**Task statement:** Repeat all of the material exactly as given.
>> begin
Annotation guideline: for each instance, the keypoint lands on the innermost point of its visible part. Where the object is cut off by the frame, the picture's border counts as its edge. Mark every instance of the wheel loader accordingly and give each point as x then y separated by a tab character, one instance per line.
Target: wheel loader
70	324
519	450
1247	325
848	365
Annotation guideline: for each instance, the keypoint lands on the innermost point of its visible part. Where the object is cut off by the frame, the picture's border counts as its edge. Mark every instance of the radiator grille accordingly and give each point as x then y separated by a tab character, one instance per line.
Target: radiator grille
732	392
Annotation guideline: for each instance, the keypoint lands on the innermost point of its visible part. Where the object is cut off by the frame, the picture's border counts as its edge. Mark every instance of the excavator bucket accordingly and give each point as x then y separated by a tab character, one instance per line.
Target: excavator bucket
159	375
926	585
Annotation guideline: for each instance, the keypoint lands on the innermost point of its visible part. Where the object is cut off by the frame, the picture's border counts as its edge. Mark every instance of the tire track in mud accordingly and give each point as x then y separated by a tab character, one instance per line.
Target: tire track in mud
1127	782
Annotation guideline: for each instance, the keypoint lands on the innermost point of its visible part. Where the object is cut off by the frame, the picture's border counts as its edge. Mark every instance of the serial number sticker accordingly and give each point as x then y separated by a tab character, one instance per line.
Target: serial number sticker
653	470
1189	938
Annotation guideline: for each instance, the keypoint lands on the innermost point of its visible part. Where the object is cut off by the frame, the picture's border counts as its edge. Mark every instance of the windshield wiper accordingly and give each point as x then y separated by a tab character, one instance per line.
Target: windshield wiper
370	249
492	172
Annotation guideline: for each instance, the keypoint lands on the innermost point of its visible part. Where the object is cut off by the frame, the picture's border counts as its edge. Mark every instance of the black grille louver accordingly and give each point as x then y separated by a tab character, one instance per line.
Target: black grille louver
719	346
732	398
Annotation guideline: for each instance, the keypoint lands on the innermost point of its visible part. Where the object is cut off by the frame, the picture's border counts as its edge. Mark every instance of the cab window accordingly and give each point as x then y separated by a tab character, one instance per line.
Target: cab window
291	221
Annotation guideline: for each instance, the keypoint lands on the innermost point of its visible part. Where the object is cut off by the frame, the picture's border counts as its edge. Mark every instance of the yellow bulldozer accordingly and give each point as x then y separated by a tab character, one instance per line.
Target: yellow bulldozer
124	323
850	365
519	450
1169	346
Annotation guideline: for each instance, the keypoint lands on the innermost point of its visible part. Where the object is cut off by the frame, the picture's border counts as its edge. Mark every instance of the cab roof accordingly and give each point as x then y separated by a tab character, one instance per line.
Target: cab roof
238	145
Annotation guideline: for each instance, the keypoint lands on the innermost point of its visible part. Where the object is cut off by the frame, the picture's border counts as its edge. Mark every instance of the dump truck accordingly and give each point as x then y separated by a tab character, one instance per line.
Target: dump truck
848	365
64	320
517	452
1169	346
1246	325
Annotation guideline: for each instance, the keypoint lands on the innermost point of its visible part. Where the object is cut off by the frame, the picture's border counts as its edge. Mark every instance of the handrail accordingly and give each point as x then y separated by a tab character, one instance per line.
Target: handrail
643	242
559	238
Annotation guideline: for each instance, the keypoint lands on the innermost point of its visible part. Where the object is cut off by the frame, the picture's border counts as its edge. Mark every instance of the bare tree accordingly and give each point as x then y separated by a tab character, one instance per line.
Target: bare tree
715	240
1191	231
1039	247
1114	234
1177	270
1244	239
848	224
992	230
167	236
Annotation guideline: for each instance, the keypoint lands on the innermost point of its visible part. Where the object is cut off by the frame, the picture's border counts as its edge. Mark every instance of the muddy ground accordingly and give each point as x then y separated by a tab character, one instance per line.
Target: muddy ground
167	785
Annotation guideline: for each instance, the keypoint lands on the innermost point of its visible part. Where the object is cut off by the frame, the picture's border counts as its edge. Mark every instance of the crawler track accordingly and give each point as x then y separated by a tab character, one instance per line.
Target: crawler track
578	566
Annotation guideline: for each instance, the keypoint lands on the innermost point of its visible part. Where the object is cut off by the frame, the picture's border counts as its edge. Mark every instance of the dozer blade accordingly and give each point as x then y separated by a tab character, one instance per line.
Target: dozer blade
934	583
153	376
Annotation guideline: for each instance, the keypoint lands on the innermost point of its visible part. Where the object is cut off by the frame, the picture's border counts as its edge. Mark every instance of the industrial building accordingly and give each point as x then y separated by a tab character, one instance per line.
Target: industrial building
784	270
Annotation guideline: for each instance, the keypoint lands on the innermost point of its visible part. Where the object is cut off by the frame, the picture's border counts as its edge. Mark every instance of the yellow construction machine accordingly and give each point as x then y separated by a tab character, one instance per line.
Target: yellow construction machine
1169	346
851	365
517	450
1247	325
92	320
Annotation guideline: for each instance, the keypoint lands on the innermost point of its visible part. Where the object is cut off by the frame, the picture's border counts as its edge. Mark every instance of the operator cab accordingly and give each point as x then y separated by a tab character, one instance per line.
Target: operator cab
>> end
**Full response:**
Annotation guideline: for each instance, the keypoint lands on the innermost point of its visible part. Where the object is cut off by the frame, the picture's border counts as its edge. Mark every instance of the wheel loader accordingly and give each point as x then y separated by a tab character, one instance per line.
Target: wheel loader
70	324
519	450
1247	325
848	365
Annotation guideline: for each instance, the keypoint lands on the innermost point of its visible part. Where the object is cut off by the frame, the picture's border counts as its edge. Mark every instance of the radiator grille accordingly and give each point as x then y separated by a tab character, one instance per line.
Target: radiator grille
732	392
Annotation guideline: for each instance, the keypoint lands on the innermost point of its visible part. Where the object is cut off by the frame, the picture's border counts as its edge. Mark every instance of the excavator bucket accordingly and give each point as x then y separated by a tab character, one instance per line.
Target: excavator bucket
159	375
926	585
Annotation guideline: for each instance, the keypoint lands on the innermost point of its visible part. Where the object is cut off by the frame, the picture's border counts as its edge. Mark every instance of the tire track in mud accordingly and give each point as x then y separated by a tab character, one instance per line.
Target: tire track in mud
1127	782
Annotation guideline: for each instance, the keypoint lands on the innermost point of its visible part. Where the object is cut off by the frame, the picture's border counts as its edge. Mark every instance of the serial number sticker accordingly and give each point as x then y separated by a tab character, one instance per line.
Target: serial number sticker
653	470
1189	938
Annotation guideline: for each instance, the keypoint lands on the innermost point of its visible part. Where the object is cut off by the frame, the picture's border counts as its edge. Mark every instance of the windshield wiper accordingly and give each point as x then y separated by a tab character, one instance per line.
Target: windshield wiper
370	249
492	172
Annotation guideline: for each instance, the keypoint lands on the innermost point of its visible part. Where the object is cut off by the frame, the picture's border counts as its edge. Mark every instance of the black grille louver accordingly and give each point as x then y separated by a tab character, one instance per line.
Target: black grille louver
719	346
732	398
Annotation guideline: for each instance, the keypoint lands on the innermost point of its visible part. Where the object is cut off by the frame, the picture's border counts as its edge. Mark every instance of the cab window accordingly and give each point as x then y separated by a tab character, one instance per line.
Target: cab window
291	221
Annotation guideline: for each instance, the keypoint lands on the innermost point of its visible part. Where the object is cut off by the frame, the picture's border counts as its edge. Mark every instance of the yellow bulldozer accordingly and give each point as x then y separated by a tab character, one instance per line.
Target: yellow bulldozer
124	323
850	365
519	450
1169	346
Annotation guideline: for each instance, the keypoint lands on the innermost point of its visible part. Where the object is cut off by the frame, the picture's border counts as its edge. Mark every instance of the cab roof accordingly and give each point as x then y separated by a tab character, one instance per line.
Target: cab roof
238	145
Annotation guideline: for each instance, the keypoint lands on the innermost point of its visible part. Where the object is cut off by the frame, the picture's border counts as its edge. Mark every instance of the dump truck accordingly and give each point as x then y separated by a tab character, one instance per line.
Target: dump truck
848	365
64	320
517	452
1169	346
1246	325
Annotation guideline: for each instance, the keypoint lands on the innermost point of its visible part. Where the object is cut off by the frame, the picture's border counts as its edge. Mark every instance of the handrail accordingly and give each point as x then y separated by a tab character, one instance per line.
Target: handrail
643	242
559	238
Annotation guideline: for each instance, the keypoint lands on the innermost point of its visible part. Where the object is cut off by the frame, the picture's border counts as its edge. Mark every instance of the bare tree accordingly and give each point as x then y separated by a tab character, one instance per line.
Target: bare tree
715	240
1191	231
1039	247
1114	234
1177	270
1244	239
848	224
992	230
167	236
Annotation guideline: for each instance, the keypoint lands on the innermost point of its visible part. Where the object is cut off by the frame, the picture's border counts as its edge. Mark every instance of the muddy ground accordingly and give each point as x then y separated by a tab character, one instance per line.
Target: muddy ground
167	785
Annotation guideline: for each instance, the keypoint lands on the innermost point of its visible part. Where the object is cut off by the frame, the picture's border counts as its edge. Mark every instance of the crawler track accordingly and give each point as x then y separated by a tab character, one instance per line.
Target: crawler track
578	566
Annotation guideline: for each instance, the keypoint lands on the innermost point of its visible part. Where the object is cut off by the frame, the picture's border counts as its edge. Mark every instance of the dozer blade accordingly and give each point as x then y separated by a tab character, one instance per line.
Target: dozer blade
934	583
153	376
Annotation guideline: for each instance, the keypoint lands on the innermost point of its visible part. Where the object is cut off by the frame, the picture's border counts as its edge. Mark every instance of the industrial building accordingly and give each point as x then y separated by a tab character, one instance per line.
Target: industrial building
784	270
Annotation guideline: for each instance, the keypoint lands on the innermost point of its visible part. Where the object is cut off by the frame, the picture's border counts as its edge. Mark every instance of the yellow construction machine accordingly and give each point as x then y separated by a tab character, one instance per line.
Target: yellow construction machine
1169	346
851	365
517	450
1247	325
92	320
Annotation guideline: for each instance, the keypoint lands on the innermost point of its visible part. Where the object is cut off by the frame, the picture's border counts as its edge. Mark every instance of the operator cab accordingly and give each point as x then y separated by a tab character, one instance per line.
Target: operator cab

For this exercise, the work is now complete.